How many lines in the records below contain the string "grass"? Uppercase and lowercase letters count as different, and your reply should be the number alone.

Start of PROVIDED DATA

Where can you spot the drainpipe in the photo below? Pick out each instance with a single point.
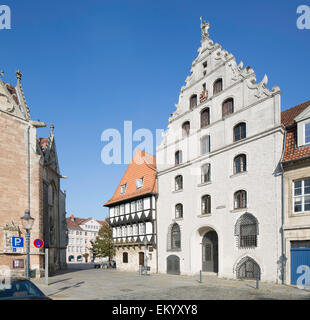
(283, 269)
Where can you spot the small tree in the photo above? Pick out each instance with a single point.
(103, 244)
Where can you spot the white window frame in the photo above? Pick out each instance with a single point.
(302, 196)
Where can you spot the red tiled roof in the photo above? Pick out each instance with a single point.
(143, 165)
(292, 151)
(74, 223)
(288, 116)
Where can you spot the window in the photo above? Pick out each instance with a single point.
(125, 257)
(240, 132)
(186, 128)
(178, 158)
(205, 118)
(179, 211)
(139, 205)
(193, 102)
(246, 229)
(228, 107)
(205, 145)
(247, 268)
(178, 183)
(217, 86)
(175, 237)
(205, 173)
(307, 133)
(301, 196)
(123, 188)
(206, 205)
(240, 200)
(133, 207)
(240, 164)
(139, 183)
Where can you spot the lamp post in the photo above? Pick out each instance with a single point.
(27, 223)
(145, 257)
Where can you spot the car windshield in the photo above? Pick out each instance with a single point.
(22, 289)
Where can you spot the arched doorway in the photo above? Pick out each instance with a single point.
(173, 265)
(141, 258)
(210, 252)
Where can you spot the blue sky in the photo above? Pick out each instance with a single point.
(90, 65)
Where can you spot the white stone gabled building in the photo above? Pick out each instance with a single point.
(219, 183)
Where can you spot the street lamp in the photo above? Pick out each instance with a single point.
(27, 223)
(145, 257)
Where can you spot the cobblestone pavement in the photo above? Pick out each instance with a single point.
(81, 283)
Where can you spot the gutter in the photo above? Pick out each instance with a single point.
(283, 213)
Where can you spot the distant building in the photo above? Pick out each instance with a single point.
(296, 165)
(81, 232)
(133, 215)
(47, 201)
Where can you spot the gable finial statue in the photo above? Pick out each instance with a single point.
(205, 26)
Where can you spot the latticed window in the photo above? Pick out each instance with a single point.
(205, 145)
(175, 237)
(193, 101)
(248, 269)
(240, 164)
(240, 199)
(125, 257)
(205, 118)
(206, 204)
(302, 196)
(178, 158)
(205, 173)
(228, 107)
(246, 229)
(217, 86)
(186, 128)
(178, 183)
(240, 132)
(179, 211)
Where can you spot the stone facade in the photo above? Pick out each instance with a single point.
(231, 212)
(14, 125)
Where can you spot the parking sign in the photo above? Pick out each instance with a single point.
(17, 242)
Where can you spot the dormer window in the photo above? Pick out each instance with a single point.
(139, 183)
(123, 188)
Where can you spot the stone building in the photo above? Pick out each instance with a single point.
(81, 232)
(219, 179)
(133, 215)
(296, 191)
(47, 201)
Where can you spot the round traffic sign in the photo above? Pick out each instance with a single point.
(38, 243)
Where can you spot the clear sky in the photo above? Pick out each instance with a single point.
(90, 65)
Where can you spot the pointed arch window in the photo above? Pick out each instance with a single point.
(178, 183)
(240, 199)
(179, 211)
(240, 164)
(186, 127)
(205, 173)
(217, 86)
(193, 101)
(206, 205)
(228, 107)
(205, 118)
(178, 158)
(239, 132)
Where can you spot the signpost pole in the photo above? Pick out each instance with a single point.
(46, 266)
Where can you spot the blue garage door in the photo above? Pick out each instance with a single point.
(300, 256)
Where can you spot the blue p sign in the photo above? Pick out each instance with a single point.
(17, 242)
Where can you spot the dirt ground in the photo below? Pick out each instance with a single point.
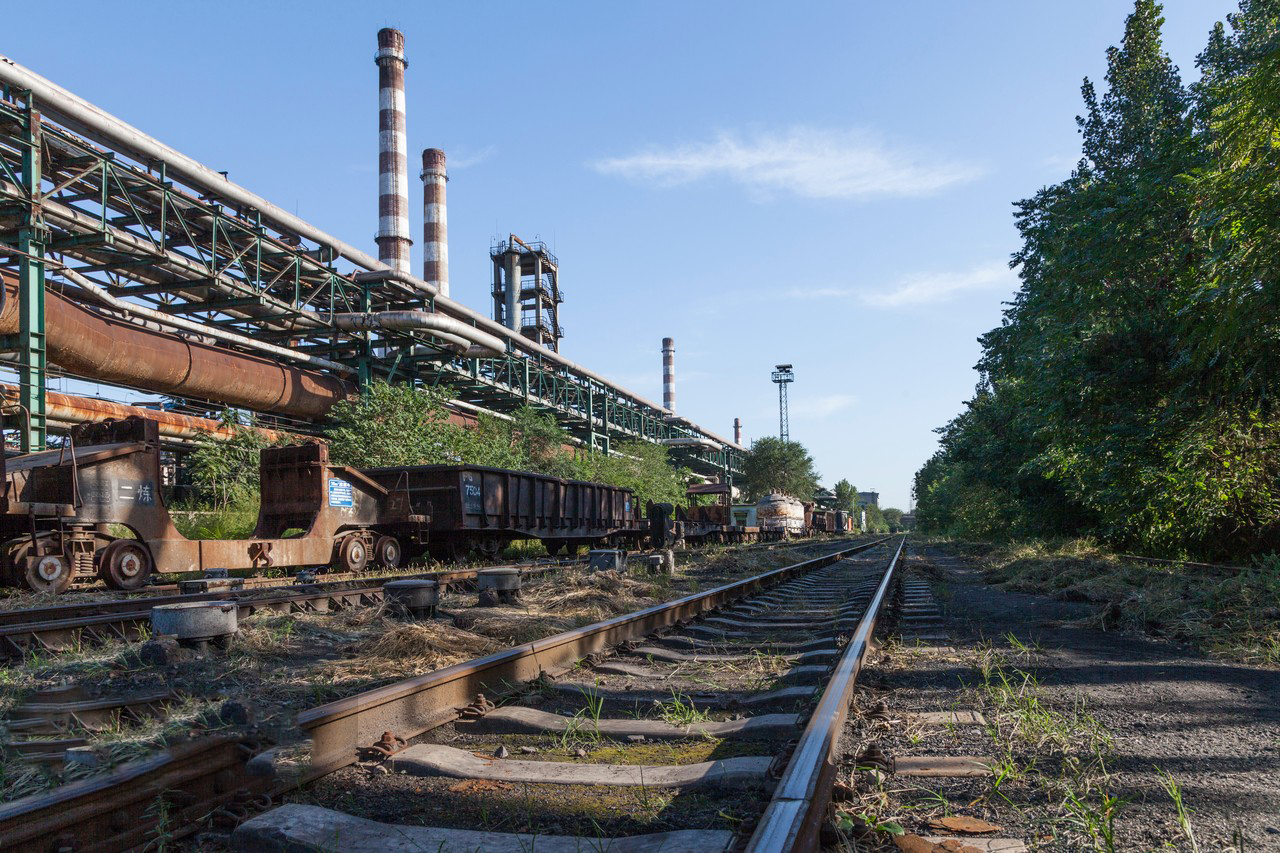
(1106, 719)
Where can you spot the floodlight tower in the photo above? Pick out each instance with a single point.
(784, 375)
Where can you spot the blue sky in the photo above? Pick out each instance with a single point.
(828, 185)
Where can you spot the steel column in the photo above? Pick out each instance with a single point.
(32, 366)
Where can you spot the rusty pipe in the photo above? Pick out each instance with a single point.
(95, 123)
(204, 329)
(69, 410)
(96, 346)
(481, 343)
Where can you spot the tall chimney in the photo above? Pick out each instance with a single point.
(393, 240)
(435, 222)
(668, 374)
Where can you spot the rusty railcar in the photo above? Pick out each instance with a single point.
(476, 509)
(781, 516)
(68, 507)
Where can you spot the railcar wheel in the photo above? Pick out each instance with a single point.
(49, 574)
(353, 553)
(124, 564)
(387, 552)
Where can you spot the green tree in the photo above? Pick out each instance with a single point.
(892, 518)
(1129, 391)
(645, 469)
(846, 496)
(773, 465)
(224, 471)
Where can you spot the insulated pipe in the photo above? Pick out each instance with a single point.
(81, 117)
(103, 296)
(393, 240)
(668, 374)
(485, 345)
(435, 222)
(88, 343)
(69, 410)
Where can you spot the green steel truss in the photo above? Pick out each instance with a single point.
(65, 203)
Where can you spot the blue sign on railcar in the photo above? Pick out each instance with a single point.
(339, 492)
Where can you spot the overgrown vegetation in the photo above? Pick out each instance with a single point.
(1228, 614)
(775, 465)
(407, 425)
(1130, 392)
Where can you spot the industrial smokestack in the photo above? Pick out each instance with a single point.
(393, 240)
(668, 373)
(435, 222)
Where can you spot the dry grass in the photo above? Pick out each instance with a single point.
(433, 643)
(1233, 616)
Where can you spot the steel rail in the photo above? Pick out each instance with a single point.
(799, 806)
(407, 708)
(167, 793)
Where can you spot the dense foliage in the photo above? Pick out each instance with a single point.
(224, 470)
(775, 465)
(1130, 389)
(846, 496)
(405, 425)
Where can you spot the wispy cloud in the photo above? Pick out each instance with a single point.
(822, 406)
(923, 288)
(807, 162)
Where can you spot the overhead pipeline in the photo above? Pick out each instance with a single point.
(96, 346)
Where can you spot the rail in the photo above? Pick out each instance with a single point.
(407, 708)
(794, 816)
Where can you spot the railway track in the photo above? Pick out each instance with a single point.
(798, 617)
(60, 628)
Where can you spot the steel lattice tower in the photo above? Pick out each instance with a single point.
(784, 375)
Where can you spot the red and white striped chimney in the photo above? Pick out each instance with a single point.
(435, 222)
(668, 374)
(393, 240)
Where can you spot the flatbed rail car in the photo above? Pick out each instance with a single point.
(478, 509)
(62, 506)
(714, 523)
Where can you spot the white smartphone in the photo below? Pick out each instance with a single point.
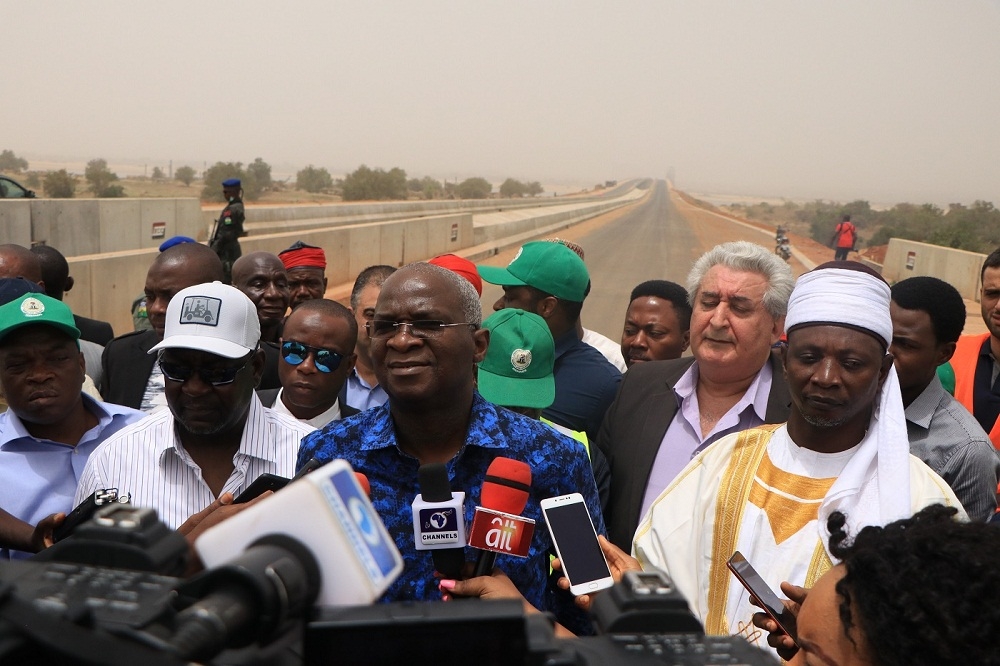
(576, 543)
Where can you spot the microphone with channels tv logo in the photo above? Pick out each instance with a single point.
(497, 526)
(439, 520)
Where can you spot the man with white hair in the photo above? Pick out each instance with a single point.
(666, 412)
(768, 491)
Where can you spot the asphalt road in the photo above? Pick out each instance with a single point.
(657, 238)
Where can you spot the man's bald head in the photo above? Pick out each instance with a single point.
(18, 261)
(248, 264)
(176, 268)
(198, 261)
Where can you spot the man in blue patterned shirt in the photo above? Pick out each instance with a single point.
(425, 341)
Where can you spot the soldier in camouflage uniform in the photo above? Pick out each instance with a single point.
(229, 227)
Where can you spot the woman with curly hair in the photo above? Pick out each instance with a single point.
(922, 590)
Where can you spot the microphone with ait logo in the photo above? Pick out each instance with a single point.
(497, 526)
(439, 520)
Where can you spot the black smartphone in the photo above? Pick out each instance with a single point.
(85, 510)
(261, 485)
(754, 584)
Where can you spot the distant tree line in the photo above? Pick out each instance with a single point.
(975, 228)
(364, 183)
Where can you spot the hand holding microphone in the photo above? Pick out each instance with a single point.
(439, 520)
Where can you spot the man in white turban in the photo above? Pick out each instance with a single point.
(767, 492)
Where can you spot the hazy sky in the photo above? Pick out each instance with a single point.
(884, 100)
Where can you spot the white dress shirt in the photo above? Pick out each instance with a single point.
(148, 461)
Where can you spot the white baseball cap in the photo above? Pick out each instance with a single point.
(211, 317)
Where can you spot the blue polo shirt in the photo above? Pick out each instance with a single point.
(38, 477)
(586, 384)
(559, 465)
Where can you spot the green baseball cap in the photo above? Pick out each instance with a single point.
(37, 309)
(517, 369)
(546, 266)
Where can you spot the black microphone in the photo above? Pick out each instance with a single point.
(251, 599)
(439, 520)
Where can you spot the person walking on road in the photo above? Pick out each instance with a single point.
(845, 237)
(229, 227)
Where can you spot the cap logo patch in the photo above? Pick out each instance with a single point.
(516, 256)
(32, 307)
(200, 310)
(520, 360)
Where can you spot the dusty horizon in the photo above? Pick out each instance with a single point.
(888, 102)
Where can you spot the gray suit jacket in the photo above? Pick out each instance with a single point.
(634, 426)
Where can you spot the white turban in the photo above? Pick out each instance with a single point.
(874, 487)
(841, 296)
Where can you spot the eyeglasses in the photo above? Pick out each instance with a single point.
(178, 372)
(325, 360)
(421, 328)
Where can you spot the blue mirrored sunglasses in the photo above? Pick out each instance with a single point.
(325, 360)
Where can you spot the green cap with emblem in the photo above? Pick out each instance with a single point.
(517, 369)
(549, 267)
(37, 309)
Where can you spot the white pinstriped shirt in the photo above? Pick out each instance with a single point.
(148, 461)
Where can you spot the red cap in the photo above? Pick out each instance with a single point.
(301, 255)
(463, 267)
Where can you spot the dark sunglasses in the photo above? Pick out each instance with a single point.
(325, 360)
(421, 328)
(178, 372)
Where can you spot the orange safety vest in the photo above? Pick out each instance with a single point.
(963, 362)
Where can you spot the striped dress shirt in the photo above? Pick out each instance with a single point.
(148, 461)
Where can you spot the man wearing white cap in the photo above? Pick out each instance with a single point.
(767, 492)
(216, 438)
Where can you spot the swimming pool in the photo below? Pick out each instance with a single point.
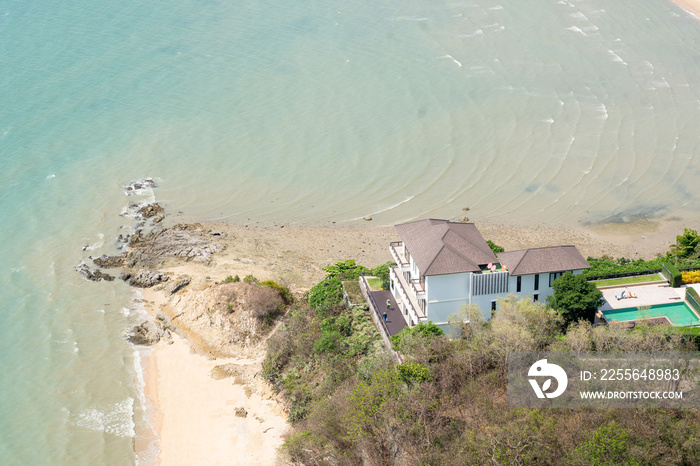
(679, 314)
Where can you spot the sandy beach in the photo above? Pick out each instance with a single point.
(691, 6)
(196, 417)
(200, 419)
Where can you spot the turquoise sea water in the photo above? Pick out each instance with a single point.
(315, 111)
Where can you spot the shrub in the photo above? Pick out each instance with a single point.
(329, 342)
(607, 445)
(575, 298)
(494, 247)
(284, 292)
(413, 372)
(326, 296)
(347, 270)
(672, 274)
(382, 271)
(424, 331)
(690, 276)
(687, 245)
(264, 302)
(250, 279)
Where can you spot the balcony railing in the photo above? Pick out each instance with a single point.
(399, 258)
(418, 286)
(414, 310)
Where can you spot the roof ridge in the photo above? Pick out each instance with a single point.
(436, 256)
(521, 259)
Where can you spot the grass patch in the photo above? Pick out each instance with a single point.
(628, 280)
(352, 288)
(375, 284)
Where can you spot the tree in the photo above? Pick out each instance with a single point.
(494, 247)
(687, 245)
(575, 298)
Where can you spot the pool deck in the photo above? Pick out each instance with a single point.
(647, 295)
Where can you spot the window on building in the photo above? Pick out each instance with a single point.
(553, 276)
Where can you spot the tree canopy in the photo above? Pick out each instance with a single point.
(687, 245)
(575, 298)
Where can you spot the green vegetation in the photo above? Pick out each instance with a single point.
(376, 284)
(672, 274)
(575, 298)
(607, 265)
(447, 403)
(284, 292)
(494, 247)
(628, 280)
(231, 279)
(687, 246)
(352, 289)
(250, 279)
(408, 335)
(693, 299)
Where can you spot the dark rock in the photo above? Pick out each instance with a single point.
(93, 275)
(122, 241)
(144, 278)
(178, 284)
(150, 210)
(164, 322)
(147, 333)
(188, 242)
(109, 262)
(139, 186)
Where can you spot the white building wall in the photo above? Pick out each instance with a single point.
(446, 295)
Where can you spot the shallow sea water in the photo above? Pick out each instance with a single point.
(556, 112)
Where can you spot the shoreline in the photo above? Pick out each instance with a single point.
(691, 7)
(204, 427)
(195, 416)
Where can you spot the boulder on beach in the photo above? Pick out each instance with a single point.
(144, 278)
(147, 333)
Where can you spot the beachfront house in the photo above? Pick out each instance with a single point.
(444, 265)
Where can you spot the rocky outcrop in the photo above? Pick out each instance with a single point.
(109, 262)
(164, 322)
(144, 278)
(150, 210)
(186, 242)
(139, 186)
(147, 333)
(223, 319)
(178, 284)
(93, 275)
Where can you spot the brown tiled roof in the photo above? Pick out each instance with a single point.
(542, 260)
(440, 247)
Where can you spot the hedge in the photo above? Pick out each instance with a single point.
(672, 274)
(692, 298)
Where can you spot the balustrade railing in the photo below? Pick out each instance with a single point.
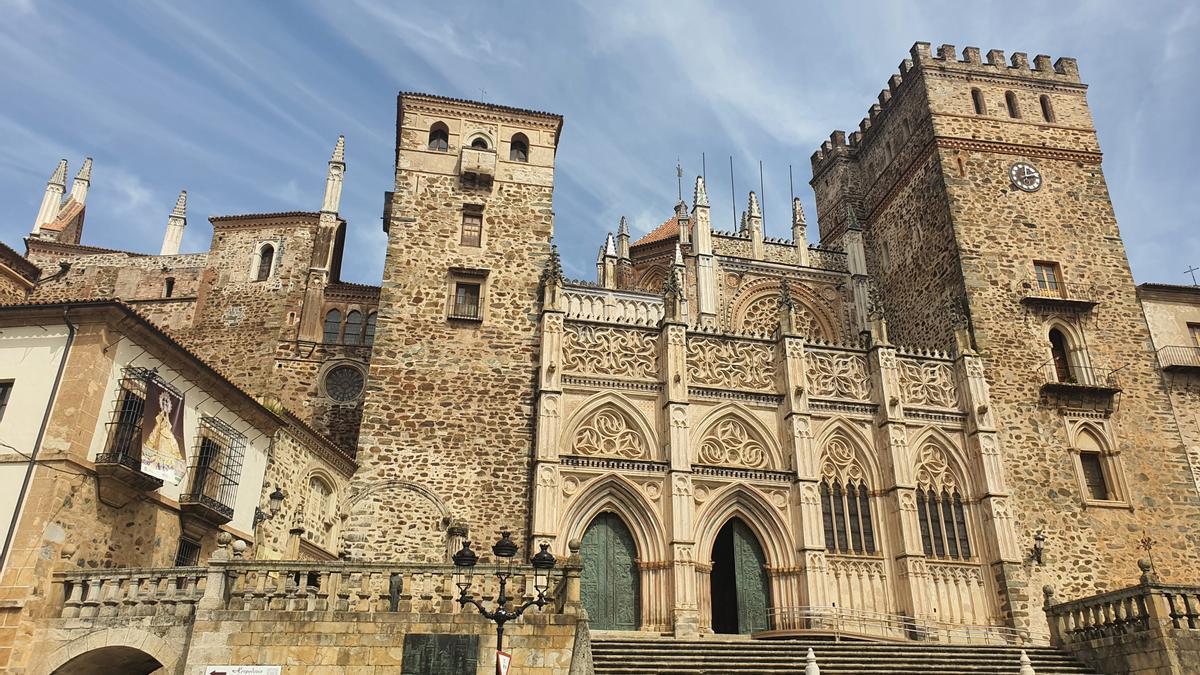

End of PROVIDED DATA

RESULT OF THE EXERCISE: 2